INSTRUCTIONS TO FOLLOW:
Lay out the records from the line containing "Provide the mask of every instance of the **turquoise" up to and including the line containing "[[[0,92],[1,168],[256,166],[255,93],[176,67],[64,66]]]" as a Markdown table with the columns Row and Line, numbering each line and leaving out blank lines.

[Outlines of labeled areas]
_____

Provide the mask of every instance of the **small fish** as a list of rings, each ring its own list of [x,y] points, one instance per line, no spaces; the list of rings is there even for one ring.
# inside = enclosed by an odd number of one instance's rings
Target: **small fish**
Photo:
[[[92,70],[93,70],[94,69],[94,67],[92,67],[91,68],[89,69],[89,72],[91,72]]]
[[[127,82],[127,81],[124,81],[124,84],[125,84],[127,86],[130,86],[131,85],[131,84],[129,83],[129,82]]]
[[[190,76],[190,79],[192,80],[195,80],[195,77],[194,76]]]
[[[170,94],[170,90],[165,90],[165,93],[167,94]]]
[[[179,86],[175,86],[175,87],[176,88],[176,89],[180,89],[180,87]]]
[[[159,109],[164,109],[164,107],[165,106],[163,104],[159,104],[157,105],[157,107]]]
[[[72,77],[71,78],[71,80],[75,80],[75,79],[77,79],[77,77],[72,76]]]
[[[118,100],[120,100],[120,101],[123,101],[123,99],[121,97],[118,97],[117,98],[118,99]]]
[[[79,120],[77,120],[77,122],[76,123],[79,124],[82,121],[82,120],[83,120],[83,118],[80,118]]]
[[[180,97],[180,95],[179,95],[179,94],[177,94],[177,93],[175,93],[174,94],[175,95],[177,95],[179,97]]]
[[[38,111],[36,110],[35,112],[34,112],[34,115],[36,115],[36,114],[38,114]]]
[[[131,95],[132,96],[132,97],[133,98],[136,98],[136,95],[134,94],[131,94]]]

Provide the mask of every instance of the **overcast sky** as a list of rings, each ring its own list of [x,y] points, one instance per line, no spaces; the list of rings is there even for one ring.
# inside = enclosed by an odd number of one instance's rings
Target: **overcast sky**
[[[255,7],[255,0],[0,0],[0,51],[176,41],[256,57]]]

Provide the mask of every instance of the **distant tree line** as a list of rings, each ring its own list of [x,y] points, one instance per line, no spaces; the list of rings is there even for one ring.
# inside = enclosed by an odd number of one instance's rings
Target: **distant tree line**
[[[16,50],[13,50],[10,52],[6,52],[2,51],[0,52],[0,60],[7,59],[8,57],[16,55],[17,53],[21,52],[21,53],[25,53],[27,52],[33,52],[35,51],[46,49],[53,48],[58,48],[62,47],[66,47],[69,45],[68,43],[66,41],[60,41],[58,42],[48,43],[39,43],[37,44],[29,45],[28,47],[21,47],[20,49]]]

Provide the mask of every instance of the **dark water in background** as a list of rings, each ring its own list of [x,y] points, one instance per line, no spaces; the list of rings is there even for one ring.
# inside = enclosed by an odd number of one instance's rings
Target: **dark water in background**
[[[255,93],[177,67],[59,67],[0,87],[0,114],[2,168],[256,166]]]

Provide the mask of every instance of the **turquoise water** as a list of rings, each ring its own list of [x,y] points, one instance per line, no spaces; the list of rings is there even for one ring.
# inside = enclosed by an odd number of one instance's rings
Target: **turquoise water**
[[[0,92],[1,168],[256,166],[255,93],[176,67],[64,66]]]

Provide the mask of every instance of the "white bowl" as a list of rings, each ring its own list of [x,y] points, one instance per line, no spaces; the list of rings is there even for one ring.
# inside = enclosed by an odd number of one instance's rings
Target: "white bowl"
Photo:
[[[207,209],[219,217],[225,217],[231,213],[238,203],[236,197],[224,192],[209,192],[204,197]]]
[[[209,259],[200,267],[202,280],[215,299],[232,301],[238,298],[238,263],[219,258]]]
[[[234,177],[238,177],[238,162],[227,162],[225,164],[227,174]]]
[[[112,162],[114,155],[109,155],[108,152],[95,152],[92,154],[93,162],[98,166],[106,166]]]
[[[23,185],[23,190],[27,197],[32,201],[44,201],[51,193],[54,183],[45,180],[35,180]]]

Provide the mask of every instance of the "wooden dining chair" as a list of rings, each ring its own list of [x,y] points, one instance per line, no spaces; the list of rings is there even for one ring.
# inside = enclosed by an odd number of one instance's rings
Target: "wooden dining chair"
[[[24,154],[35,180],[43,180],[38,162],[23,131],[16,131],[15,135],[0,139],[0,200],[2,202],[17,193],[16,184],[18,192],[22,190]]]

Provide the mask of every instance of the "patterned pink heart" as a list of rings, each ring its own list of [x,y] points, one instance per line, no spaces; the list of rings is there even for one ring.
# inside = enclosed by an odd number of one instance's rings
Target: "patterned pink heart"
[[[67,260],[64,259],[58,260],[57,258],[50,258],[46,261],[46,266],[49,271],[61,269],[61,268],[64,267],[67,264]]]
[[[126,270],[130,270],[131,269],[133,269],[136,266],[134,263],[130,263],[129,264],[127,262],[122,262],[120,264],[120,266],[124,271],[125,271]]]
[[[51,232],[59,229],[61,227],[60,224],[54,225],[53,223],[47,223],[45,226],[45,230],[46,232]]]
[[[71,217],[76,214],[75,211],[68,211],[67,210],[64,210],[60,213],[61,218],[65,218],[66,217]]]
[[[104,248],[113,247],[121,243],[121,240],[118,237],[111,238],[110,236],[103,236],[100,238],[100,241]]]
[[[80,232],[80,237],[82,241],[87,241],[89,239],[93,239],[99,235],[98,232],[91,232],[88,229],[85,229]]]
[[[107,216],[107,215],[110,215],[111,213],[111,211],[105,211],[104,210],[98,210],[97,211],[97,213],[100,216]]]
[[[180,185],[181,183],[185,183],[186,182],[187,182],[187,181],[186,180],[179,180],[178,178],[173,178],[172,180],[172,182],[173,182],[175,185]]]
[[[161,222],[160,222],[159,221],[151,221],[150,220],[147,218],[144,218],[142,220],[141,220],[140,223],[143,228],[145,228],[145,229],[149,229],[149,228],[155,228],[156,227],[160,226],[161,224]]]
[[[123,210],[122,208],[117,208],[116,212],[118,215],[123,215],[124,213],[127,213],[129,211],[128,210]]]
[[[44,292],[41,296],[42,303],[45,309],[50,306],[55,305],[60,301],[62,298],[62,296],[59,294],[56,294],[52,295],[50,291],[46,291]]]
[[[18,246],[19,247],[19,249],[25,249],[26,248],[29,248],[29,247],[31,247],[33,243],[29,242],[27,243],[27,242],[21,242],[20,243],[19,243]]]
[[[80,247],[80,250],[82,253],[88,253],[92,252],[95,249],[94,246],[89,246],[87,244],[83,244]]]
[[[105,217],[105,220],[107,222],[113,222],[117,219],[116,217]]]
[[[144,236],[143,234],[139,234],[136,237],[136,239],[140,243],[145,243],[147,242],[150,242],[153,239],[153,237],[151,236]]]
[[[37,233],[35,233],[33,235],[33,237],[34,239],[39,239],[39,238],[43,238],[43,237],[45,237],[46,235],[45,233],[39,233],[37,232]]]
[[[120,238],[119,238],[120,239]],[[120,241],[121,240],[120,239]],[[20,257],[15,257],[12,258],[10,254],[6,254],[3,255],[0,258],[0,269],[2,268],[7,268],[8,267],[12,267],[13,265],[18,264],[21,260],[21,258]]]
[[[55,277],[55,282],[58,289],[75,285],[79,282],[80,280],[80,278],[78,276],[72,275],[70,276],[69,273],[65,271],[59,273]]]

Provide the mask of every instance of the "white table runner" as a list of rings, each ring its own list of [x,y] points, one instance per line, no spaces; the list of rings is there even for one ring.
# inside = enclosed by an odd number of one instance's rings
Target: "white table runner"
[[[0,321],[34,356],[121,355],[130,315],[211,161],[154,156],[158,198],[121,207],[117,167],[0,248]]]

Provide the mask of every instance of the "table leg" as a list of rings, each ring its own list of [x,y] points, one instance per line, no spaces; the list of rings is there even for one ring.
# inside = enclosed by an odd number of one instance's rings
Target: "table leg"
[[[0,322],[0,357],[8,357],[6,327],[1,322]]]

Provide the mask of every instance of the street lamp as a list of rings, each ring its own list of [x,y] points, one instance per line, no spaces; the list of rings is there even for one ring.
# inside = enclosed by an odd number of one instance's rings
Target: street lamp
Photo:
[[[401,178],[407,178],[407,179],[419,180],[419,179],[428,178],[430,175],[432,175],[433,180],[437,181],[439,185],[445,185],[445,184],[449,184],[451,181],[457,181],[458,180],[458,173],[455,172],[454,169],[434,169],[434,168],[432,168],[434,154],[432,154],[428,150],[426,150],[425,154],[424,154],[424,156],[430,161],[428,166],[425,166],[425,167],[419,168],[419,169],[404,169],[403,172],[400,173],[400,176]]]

_____

PROBLEM SOLUTION:
| Row | Line |
|---|---|
| 1 | Provide the mask of every instance of the **turquoise water** as a list of rings, each ring its own list of [x,y] points, one instance per line, no spaces; the list of rings is there even for one ring. |
| 2 | # inside = enclosed by an odd number of one instance's rings |
| 3 | Target: **turquoise water** |
| 4 | [[[0,92],[1,168],[256,166],[255,93],[176,67],[64,66]]] |